After the Spanish flu came The Roaring 20s — what fashion trend will follow COVID-19?
'People were tired of dying, they wanted to live instead,' says Jonathan Walford

With so many people working from home, 2020 wasn't the most fashionable year.
A lot of us got accustomed to joggers and oversized sweaters. Others, craving an opportunity to dress up and go out, put on a nice outfit just to go on a grocery run.
With retail stores closed to all but curbside pickup for Ontario's second lockdown in less than a year, the pandemic has even affected the way we access the fashion industry.
As director curator of the Fashion History Museum in Cambridge, Jonathan Walford has been watching the developments closely.
He shared his observations with The Morning Edition's host Craig Norris.
This interview has been edited for length and clarity.
Craig Norris: We've been in a global pandemic since March. What has happened to the fashion industry and trends in the past nine to 10 months?
Jonathan Walford: It's a weird time because everything has happened and nothing has happened. So it depends which way you want to look at it.
Style-wise, there really hasn't been an awful lot to change because there hasn't been an audience out there to change it. One part of fashion which has done extremely well is athleisure. So if you worried about yoga pants or leggings or anything like that — they're going to be around, they're doing just fine, there's no problem there at all.
But any sort of dress-up fashion, high fashion has stagnated. It hasn't really gone anywhere at all, because there hasn't been anyone to wear it. Some companies have even saved their spring wardrobe from last year and they're going to be re-introducing it this year. So it's literally going to be the same clothes this year as last year.
So in that case, there has been very little change. However, there's been massive change — decades worth of change happening behind the scenes and how we buy our clothes, how those are being made, that kind of thing. That whole part of the industry has shifted dramatically.
CN: So maybe the fashion trends we're going to see in 2021 will be part what we wear, and part how what we wear is made and distributed?

_What this task involves:_
Proceed with the interview about post-pandemic fashion trends, starting after Craig Norris's last question.

[Referring expression data]
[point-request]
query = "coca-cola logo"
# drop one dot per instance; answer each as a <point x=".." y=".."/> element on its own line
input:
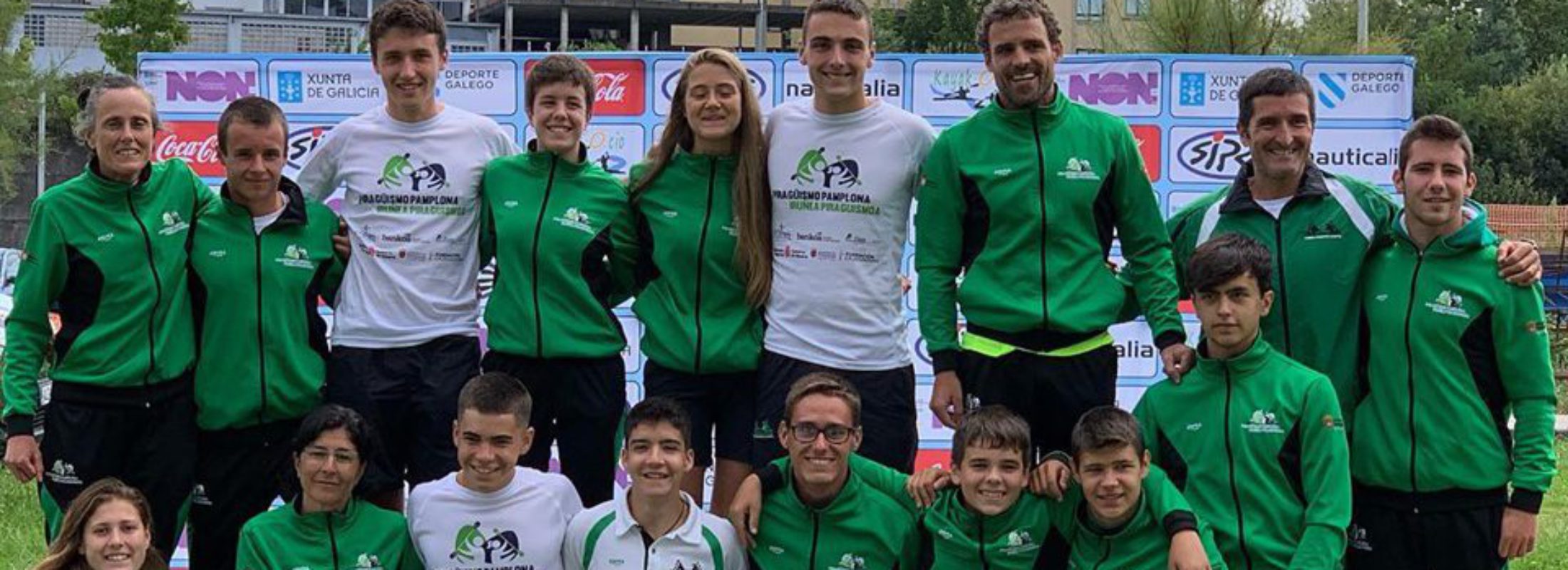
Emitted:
<point x="195" y="143"/>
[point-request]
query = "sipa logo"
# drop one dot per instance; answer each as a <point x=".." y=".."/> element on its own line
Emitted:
<point x="193" y="141"/>
<point x="1214" y="155"/>
<point x="209" y="85"/>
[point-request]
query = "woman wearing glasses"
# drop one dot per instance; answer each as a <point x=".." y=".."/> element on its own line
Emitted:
<point x="326" y="527"/>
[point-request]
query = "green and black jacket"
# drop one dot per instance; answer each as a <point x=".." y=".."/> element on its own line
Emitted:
<point x="692" y="296"/>
<point x="1258" y="445"/>
<point x="110" y="257"/>
<point x="555" y="229"/>
<point x="361" y="536"/>
<point x="1024" y="206"/>
<point x="1457" y="353"/>
<point x="1318" y="244"/>
<point x="256" y="301"/>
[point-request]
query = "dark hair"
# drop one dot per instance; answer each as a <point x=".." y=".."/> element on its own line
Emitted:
<point x="1106" y="428"/>
<point x="824" y="384"/>
<point x="559" y="68"/>
<point x="88" y="100"/>
<point x="252" y="110"/>
<point x="654" y="410"/>
<point x="1015" y="10"/>
<point x="408" y="14"/>
<point x="497" y="393"/>
<point x="852" y="9"/>
<point x="331" y="417"/>
<point x="1225" y="257"/>
<point x="1279" y="82"/>
<point x="1435" y="128"/>
<point x="65" y="553"/>
<point x="991" y="426"/>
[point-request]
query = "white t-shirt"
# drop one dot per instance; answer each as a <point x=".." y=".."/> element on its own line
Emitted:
<point x="615" y="541"/>
<point x="413" y="219"/>
<point x="842" y="187"/>
<point x="520" y="527"/>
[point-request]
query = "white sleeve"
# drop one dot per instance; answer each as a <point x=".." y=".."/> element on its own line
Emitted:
<point x="319" y="175"/>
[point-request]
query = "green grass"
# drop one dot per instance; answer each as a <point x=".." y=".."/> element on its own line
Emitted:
<point x="21" y="536"/>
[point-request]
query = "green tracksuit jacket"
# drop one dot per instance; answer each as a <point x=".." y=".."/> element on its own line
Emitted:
<point x="262" y="338"/>
<point x="692" y="296"/>
<point x="861" y="529"/>
<point x="361" y="536"/>
<point x="557" y="229"/>
<point x="110" y="257"/>
<point x="1024" y="206"/>
<point x="1318" y="247"/>
<point x="1457" y="353"/>
<point x="1258" y="445"/>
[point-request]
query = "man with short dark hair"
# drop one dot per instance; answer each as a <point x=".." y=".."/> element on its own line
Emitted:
<point x="261" y="259"/>
<point x="1252" y="437"/>
<point x="405" y="329"/>
<point x="844" y="168"/>
<point x="491" y="512"/>
<point x="1457" y="353"/>
<point x="654" y="524"/>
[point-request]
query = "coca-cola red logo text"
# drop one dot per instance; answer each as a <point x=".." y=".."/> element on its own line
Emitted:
<point x="193" y="141"/>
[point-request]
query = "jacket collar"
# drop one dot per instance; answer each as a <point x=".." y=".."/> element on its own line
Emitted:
<point x="294" y="209"/>
<point x="1241" y="196"/>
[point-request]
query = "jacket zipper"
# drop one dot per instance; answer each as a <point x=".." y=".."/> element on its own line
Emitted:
<point x="1229" y="464"/>
<point x="545" y="204"/>
<point x="261" y="338"/>
<point x="1284" y="299"/>
<point x="158" y="289"/>
<point x="1040" y="159"/>
<point x="701" y="247"/>
<point x="1410" y="375"/>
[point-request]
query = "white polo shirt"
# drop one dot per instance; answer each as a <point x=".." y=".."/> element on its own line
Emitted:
<point x="607" y="537"/>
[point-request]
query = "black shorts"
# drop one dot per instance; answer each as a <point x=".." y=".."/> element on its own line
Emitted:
<point x="887" y="409"/>
<point x="410" y="395"/>
<point x="722" y="409"/>
<point x="577" y="405"/>
<point x="1451" y="529"/>
<point x="143" y="436"/>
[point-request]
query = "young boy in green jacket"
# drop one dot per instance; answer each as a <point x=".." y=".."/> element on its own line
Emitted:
<point x="1252" y="437"/>
<point x="1459" y="351"/>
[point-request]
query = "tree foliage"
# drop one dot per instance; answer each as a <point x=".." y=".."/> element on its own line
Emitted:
<point x="130" y="27"/>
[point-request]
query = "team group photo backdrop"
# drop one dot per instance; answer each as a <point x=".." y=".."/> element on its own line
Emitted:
<point x="1181" y="110"/>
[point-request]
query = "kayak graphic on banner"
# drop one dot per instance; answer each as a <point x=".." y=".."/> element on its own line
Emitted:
<point x="1180" y="108"/>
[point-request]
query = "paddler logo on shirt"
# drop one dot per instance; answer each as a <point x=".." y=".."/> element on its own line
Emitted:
<point x="502" y="545"/>
<point x="844" y="171"/>
<point x="401" y="168"/>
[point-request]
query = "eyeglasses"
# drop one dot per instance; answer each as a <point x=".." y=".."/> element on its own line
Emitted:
<point x="806" y="432"/>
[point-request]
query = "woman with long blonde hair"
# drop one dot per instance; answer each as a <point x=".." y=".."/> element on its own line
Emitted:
<point x="701" y="210"/>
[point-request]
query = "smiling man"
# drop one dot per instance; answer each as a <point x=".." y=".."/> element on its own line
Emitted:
<point x="492" y="514"/>
<point x="654" y="524"/>
<point x="405" y="331"/>
<point x="1459" y="353"/>
<point x="844" y="168"/>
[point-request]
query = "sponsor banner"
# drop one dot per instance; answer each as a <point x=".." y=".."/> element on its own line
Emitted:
<point x="1208" y="88"/>
<point x="193" y="141"/>
<point x="1361" y="90"/>
<point x="1368" y="154"/>
<point x="1206" y="154"/>
<point x="614" y="147"/>
<point x="1126" y="88"/>
<point x="325" y="86"/>
<point x="485" y="86"/>
<point x="667" y="74"/>
<point x="198" y="86"/>
<point x="951" y="88"/>
<point x="1148" y="138"/>
<point x="884" y="81"/>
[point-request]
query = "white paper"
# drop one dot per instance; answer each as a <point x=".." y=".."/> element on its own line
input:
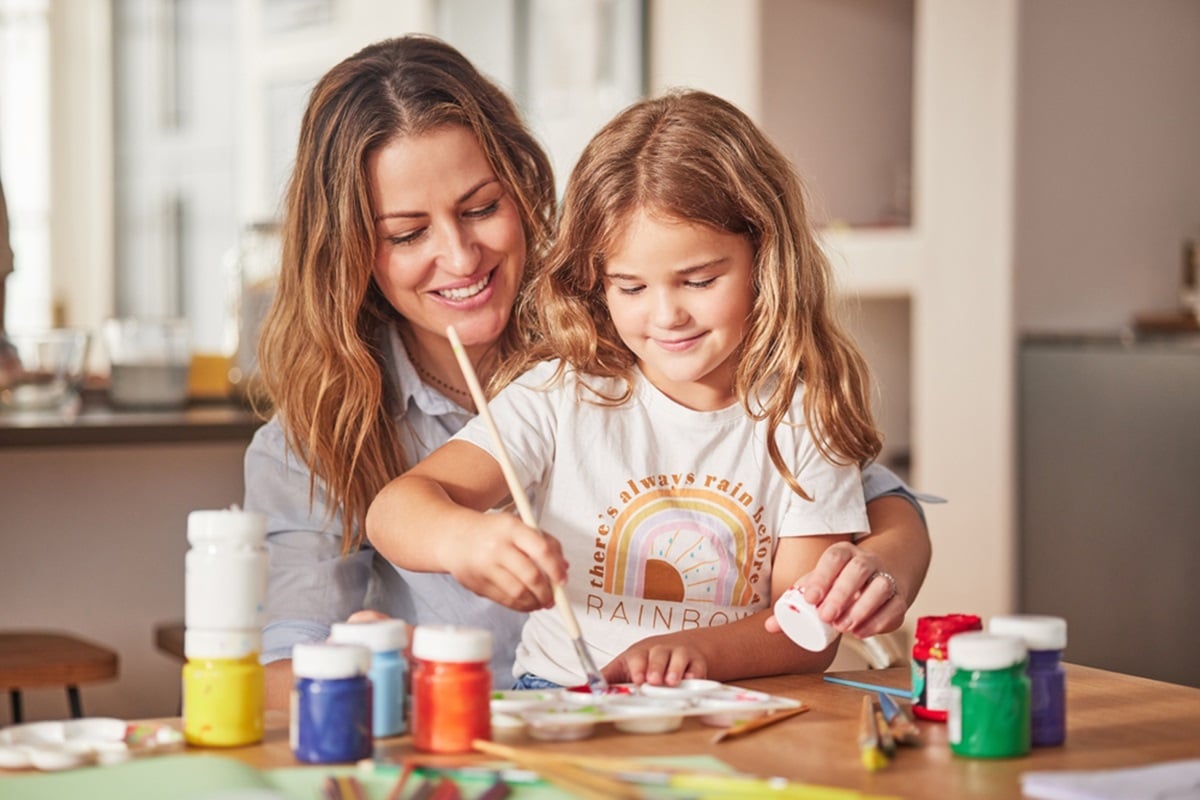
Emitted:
<point x="1167" y="781"/>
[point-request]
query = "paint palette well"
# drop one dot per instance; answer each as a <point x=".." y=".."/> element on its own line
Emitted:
<point x="67" y="744"/>
<point x="565" y="715"/>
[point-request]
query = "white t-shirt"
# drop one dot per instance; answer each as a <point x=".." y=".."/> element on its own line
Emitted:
<point x="669" y="517"/>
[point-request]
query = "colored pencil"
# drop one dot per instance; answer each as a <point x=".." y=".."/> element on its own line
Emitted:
<point x="739" y="728"/>
<point x="870" y="751"/>
<point x="871" y="687"/>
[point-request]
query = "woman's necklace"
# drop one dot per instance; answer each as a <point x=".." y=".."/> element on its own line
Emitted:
<point x="430" y="378"/>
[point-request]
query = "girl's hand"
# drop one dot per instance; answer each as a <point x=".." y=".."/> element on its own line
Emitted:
<point x="852" y="593"/>
<point x="510" y="563"/>
<point x="657" y="662"/>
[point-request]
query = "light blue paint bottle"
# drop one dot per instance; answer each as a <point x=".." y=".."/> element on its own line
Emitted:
<point x="387" y="641"/>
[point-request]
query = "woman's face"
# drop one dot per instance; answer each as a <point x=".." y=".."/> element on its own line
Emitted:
<point x="450" y="244"/>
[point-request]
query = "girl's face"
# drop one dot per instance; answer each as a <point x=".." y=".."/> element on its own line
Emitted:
<point x="679" y="294"/>
<point x="450" y="244"/>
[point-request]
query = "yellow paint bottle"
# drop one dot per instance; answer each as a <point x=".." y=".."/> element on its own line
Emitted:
<point x="223" y="687"/>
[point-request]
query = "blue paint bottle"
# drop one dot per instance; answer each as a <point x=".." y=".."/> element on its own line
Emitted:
<point x="1045" y="637"/>
<point x="385" y="639"/>
<point x="330" y="703"/>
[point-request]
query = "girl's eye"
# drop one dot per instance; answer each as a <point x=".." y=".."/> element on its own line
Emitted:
<point x="486" y="211"/>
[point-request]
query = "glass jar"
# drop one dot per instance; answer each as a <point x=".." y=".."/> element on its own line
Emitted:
<point x="451" y="687"/>
<point x="223" y="689"/>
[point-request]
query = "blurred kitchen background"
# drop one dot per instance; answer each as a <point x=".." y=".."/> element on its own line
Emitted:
<point x="1006" y="187"/>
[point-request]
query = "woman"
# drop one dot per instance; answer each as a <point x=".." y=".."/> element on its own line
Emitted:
<point x="418" y="200"/>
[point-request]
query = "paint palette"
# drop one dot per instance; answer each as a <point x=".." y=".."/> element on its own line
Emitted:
<point x="565" y="715"/>
<point x="67" y="744"/>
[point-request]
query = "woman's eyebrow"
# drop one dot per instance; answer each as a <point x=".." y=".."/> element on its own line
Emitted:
<point x="466" y="196"/>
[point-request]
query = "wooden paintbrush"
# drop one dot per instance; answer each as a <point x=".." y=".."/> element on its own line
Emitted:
<point x="757" y="722"/>
<point x="597" y="681"/>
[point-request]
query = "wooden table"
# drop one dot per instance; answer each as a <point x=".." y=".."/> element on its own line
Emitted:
<point x="1113" y="721"/>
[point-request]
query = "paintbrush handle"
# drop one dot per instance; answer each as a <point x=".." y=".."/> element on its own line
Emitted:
<point x="757" y="723"/>
<point x="559" y="770"/>
<point x="510" y="475"/>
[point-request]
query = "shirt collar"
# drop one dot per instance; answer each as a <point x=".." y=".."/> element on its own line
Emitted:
<point x="409" y="388"/>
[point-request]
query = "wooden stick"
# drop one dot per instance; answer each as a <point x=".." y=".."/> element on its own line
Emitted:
<point x="595" y="680"/>
<point x="739" y="728"/>
<point x="559" y="770"/>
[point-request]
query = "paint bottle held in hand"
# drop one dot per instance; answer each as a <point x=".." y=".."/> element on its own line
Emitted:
<point x="385" y="639"/>
<point x="989" y="714"/>
<point x="330" y="703"/>
<point x="223" y="689"/>
<point x="931" y="671"/>
<point x="1045" y="638"/>
<point x="451" y="687"/>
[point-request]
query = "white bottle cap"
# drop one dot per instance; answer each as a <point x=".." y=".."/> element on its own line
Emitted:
<point x="979" y="650"/>
<point x="227" y="525"/>
<point x="330" y="660"/>
<point x="799" y="620"/>
<point x="204" y="643"/>
<point x="377" y="636"/>
<point x="1039" y="632"/>
<point x="451" y="643"/>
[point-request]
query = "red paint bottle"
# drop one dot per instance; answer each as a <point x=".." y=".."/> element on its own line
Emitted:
<point x="451" y="687"/>
<point x="931" y="671"/>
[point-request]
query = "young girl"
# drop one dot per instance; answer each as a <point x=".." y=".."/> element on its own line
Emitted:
<point x="690" y="421"/>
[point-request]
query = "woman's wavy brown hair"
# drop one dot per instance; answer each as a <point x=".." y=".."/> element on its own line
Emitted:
<point x="319" y="354"/>
<point x="695" y="157"/>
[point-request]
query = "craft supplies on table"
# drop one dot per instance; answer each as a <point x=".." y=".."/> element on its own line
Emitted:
<point x="66" y="744"/>
<point x="387" y="639"/>
<point x="565" y="715"/>
<point x="223" y="687"/>
<point x="330" y="717"/>
<point x="931" y="671"/>
<point x="989" y="709"/>
<point x="1045" y="638"/>
<point x="451" y="684"/>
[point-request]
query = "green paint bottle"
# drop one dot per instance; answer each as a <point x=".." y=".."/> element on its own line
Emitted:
<point x="989" y="703"/>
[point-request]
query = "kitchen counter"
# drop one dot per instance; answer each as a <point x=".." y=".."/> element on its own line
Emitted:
<point x="91" y="421"/>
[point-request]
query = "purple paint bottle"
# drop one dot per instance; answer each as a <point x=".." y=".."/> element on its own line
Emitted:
<point x="1045" y="638"/>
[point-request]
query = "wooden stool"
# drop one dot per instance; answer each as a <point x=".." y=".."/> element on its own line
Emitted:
<point x="47" y="659"/>
<point x="168" y="637"/>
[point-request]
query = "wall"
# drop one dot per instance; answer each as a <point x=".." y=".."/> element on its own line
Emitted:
<point x="1109" y="166"/>
<point x="93" y="541"/>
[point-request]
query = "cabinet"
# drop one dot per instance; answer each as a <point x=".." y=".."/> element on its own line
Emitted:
<point x="1109" y="462"/>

_Exercise output:_
JW: Exactly. We're not going to brick and mortar stores anymore, and the department store is dying on its feet; we're worried about what the few that are left it's all going to be online purchasing — that's going to be the main source of us buying clothes in the near future.

CN: What role has this pandemic played in influencing the trends you think we're going to see?
JW: It's hard to say because we're still in the middle of it, so I think in many ways we won't know what's going to happen for another year or two but a lot of people think we're going to become even more casual — I can't imagine how that's even possible.
Then other people think we're going to snap to the other side, going to become very fashionable and things are going to come from far more glamorous than they had been beforehand.
I think both will happen, because the one thing that's happening at the same time as COVID, and COVID is not the only thing that is influencing fashion, there's all sorts of things happening at the same time.
One of the things happening is there's now an acceptance — we're becoming more inclusive. And that doesn't mean just with Black Lives Matter, that means with all forms of society. So, I think there's more awareness and acceptance of the individual. And that means that probably in a year or two from now, you can probably go to work in sweatpants or in full drag and either way will be completely acceptable.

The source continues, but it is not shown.